#### Direction
Copy the data starting with the line containing "of the blue" and going on through the line containing "(1057, 323)", swapping "blue sign" for "red sign" and leaving everything else unchanged.

#### Supplied information
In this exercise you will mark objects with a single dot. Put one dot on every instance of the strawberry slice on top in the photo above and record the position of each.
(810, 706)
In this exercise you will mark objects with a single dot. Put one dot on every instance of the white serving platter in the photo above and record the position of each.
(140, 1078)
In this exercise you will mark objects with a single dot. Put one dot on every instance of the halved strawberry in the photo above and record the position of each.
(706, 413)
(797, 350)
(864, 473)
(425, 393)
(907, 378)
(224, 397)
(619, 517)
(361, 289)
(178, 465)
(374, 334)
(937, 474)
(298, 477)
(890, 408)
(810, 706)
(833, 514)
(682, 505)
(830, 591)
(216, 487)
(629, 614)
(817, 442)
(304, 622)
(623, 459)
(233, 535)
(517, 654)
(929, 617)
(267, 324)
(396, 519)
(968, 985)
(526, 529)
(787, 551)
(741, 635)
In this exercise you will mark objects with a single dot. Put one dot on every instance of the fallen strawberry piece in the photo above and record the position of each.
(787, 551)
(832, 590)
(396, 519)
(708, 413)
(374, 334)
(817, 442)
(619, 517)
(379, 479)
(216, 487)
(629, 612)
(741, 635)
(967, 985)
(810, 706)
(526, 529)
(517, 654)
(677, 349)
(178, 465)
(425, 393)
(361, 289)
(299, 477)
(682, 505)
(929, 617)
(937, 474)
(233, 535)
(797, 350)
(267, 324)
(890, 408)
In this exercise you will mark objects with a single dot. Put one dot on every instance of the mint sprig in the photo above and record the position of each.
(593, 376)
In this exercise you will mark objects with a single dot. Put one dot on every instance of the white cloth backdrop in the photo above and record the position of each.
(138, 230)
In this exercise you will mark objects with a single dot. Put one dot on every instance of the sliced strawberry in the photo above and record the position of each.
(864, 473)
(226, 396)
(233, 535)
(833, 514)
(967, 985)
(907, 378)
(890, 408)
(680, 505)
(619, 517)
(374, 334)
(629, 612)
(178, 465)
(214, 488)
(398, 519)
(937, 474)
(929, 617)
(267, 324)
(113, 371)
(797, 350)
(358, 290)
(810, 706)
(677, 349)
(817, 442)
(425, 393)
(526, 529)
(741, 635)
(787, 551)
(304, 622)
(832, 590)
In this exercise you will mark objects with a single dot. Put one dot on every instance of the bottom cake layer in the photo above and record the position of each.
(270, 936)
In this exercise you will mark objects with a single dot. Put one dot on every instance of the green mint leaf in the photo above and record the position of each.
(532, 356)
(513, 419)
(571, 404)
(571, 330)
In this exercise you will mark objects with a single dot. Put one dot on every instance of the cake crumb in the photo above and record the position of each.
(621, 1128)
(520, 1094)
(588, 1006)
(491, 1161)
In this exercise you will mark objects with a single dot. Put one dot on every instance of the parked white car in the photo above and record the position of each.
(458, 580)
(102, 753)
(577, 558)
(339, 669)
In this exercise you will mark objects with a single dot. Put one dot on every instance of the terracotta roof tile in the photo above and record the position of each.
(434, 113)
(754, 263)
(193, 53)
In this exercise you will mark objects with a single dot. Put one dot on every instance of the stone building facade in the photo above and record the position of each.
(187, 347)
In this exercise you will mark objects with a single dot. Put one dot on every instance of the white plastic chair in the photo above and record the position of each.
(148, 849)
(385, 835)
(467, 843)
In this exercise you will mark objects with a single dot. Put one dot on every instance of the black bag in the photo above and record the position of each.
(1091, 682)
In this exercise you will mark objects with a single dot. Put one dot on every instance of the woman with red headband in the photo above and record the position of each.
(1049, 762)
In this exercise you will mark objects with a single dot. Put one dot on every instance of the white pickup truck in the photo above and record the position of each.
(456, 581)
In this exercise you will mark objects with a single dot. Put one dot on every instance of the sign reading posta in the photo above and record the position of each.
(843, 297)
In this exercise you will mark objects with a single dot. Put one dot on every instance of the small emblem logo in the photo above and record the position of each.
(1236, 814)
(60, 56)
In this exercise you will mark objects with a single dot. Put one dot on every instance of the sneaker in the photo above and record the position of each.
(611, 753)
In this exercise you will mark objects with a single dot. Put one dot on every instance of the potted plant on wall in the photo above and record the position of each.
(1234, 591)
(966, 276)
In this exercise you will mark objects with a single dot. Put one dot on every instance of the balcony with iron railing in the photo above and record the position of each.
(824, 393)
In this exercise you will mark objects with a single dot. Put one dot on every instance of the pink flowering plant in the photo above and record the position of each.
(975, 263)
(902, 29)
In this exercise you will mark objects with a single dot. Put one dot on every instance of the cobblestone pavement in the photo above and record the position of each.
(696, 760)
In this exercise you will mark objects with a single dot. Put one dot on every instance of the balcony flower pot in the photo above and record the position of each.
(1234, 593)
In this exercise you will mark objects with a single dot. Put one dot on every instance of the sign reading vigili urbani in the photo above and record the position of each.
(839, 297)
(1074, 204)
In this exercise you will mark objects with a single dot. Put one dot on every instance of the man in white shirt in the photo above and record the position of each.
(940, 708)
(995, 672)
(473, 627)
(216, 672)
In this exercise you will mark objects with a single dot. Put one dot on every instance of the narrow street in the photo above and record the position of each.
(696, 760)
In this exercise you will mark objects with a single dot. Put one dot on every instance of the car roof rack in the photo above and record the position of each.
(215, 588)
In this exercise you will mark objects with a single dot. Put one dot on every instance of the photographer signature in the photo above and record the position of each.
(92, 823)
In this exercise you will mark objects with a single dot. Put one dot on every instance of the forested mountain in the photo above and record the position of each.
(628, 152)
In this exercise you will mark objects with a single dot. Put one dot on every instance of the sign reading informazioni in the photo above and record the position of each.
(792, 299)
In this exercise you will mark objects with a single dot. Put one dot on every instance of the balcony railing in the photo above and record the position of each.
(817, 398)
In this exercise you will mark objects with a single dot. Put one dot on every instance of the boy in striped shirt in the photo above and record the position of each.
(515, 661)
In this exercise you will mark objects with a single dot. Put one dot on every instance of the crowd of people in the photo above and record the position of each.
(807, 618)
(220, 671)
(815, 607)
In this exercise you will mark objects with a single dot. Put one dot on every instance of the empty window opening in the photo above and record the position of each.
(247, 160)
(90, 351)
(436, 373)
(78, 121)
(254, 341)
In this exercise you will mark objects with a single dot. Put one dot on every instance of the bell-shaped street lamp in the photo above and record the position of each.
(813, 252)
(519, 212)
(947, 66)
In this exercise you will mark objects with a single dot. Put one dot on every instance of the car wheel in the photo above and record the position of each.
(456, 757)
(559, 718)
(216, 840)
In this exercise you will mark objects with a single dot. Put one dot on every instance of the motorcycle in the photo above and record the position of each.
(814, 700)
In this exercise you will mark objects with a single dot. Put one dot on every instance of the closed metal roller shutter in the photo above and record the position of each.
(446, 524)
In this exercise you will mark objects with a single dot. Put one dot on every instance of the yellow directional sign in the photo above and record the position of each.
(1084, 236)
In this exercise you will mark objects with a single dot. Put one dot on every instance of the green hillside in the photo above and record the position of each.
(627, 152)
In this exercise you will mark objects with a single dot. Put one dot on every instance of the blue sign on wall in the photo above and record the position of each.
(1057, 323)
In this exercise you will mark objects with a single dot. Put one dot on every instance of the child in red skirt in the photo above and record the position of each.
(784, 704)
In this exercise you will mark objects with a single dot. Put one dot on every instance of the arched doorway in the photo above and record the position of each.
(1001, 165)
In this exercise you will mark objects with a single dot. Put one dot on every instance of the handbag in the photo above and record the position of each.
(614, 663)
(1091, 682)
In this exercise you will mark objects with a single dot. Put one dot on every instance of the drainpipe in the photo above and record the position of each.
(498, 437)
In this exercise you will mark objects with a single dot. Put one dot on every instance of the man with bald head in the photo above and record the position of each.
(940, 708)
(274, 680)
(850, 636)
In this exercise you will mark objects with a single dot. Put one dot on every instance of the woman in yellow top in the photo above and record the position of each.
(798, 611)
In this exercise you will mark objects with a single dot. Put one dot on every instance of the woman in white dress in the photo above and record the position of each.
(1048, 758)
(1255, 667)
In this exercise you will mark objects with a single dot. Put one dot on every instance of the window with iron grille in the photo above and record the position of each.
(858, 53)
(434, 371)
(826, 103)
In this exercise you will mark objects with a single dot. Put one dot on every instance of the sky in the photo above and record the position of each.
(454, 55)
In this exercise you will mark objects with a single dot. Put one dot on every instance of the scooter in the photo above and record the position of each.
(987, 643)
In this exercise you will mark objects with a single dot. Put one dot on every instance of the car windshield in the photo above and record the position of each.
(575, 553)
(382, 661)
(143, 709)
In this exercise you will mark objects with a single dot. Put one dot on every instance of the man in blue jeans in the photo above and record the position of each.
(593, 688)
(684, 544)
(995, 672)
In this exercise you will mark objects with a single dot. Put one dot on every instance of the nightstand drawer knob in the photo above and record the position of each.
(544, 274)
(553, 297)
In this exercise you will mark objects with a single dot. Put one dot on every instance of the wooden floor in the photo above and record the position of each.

#### Answer for the task
In this exercise you will mark objects with a single dot. Put one dot on every instance of the red sign on wall in the photo above and record the position of each.
(1057, 323)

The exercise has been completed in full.